## Working data
** BEGIN **
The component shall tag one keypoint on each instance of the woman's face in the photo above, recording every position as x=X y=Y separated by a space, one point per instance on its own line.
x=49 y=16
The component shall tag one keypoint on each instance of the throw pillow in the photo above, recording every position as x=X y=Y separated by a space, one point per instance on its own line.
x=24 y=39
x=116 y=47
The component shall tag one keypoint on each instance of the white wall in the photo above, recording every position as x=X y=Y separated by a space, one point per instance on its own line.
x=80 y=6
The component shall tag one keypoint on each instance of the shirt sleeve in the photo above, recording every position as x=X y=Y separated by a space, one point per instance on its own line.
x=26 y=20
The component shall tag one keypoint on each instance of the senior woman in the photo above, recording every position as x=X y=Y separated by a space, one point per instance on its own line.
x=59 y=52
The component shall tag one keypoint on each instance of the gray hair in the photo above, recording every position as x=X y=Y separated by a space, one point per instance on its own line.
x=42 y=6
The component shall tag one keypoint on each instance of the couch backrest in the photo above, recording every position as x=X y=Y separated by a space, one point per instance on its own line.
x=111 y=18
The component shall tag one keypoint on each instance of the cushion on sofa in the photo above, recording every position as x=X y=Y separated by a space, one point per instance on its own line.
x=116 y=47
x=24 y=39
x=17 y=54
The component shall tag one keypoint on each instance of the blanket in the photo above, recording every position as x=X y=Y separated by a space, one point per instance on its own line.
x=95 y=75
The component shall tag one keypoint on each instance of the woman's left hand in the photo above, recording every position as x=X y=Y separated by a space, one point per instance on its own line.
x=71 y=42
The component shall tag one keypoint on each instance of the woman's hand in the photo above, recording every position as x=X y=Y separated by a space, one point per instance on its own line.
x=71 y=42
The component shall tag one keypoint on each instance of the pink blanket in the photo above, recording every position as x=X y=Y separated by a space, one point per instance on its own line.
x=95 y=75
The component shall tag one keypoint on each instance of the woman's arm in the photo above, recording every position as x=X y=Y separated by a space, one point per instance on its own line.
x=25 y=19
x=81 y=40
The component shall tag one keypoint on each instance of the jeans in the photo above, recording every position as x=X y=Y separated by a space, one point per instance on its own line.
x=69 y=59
** END **
## Problem to work on
Could you give the data above as a Markdown table with the columns "Row" and "Line," one numbered row per line and blank lines left out?

## Output of the exercise
| Row | Line |
|---|---|
| 1 | The component shall tag one keypoint on each instance of the woman's face in the photo above, recording every position as x=X y=Y separated by a space, one point per instance on its own line. |
| 2 | x=49 y=16 |
| 3 | The component shall tag one keypoint on each instance of the throw pillow in the photo above, recording every position as x=X y=Y separated by a space, one point per instance on its own line. |
| 4 | x=24 y=39 |
| 5 | x=116 y=47 |
| 6 | The component shall tag one keypoint on each instance of the white wall in the photo above, recording every position as x=X y=Y separated by a space, one point per instance on its own line. |
| 7 | x=80 y=6 |
| 8 | The component shall tag one keypoint on each instance of the shirt sleeve in the photo above, recording every position as x=X y=Y separated by a space, one point per instance on its own line. |
| 9 | x=26 y=20 |
| 10 | The component shall tag one keypoint on each instance of the senior woman in the photo above, recording every position as x=X y=Y separated by a space, one point per instance on its own line. |
| 11 | x=59 y=52 |
| 12 | The component shall tag one keypoint on each instance of the gray hair in the photo above, recording every position as x=X y=Y separated by a space, one point per instance on its own line. |
| 13 | x=42 y=6 |
| 14 | The component shall tag one keypoint on each instance of the couch backrest in the photo above, recording every position as x=X y=Y separated by a space, one point per instance on its own line. |
| 15 | x=111 y=18 |
| 16 | The component shall tag one keypoint on each instance of the cushion on sofa in the photo above, recording every position as x=X y=Y separated by a space, one point per instance on its own line. |
| 17 | x=116 y=47 |
| 18 | x=24 y=39 |
| 19 | x=17 y=54 |
| 20 | The component shall tag one keypoint on each instance of the blanket in the photo above, recording every position as x=X y=Y separated by a space, one point per instance on its own line. |
| 21 | x=95 y=75 |
| 22 | The component shall tag one keypoint on each instance of the woman's left hand in the photo above, recording every position as x=X y=Y separated by a space, one point per instance on its own line. |
| 23 | x=71 y=42 |
| 24 | The component shall tag one keypoint on each instance of the woman's hand in the photo above, recording every position as x=X y=Y separated by a space, one point per instance on its own line. |
| 25 | x=71 y=42 |
| 26 | The component shall tag one keypoint on each instance of the pink blanket in the photo above, recording every position as x=X y=Y separated by a space, one point per instance on its own line. |
| 27 | x=95 y=75 |
| 28 | The component shall tag one keypoint on each instance of the woman's arm in the photo above, recording every position as x=X y=Y separated by a space, one point per instance on its own line. |
| 29 | x=25 y=19 |
| 30 | x=81 y=40 |
| 31 | The component shall tag one keypoint on each instance of the jeans in the photo above, recording every position as x=X y=Y separated by a space, one point per instance on its own line. |
| 32 | x=69 y=59 |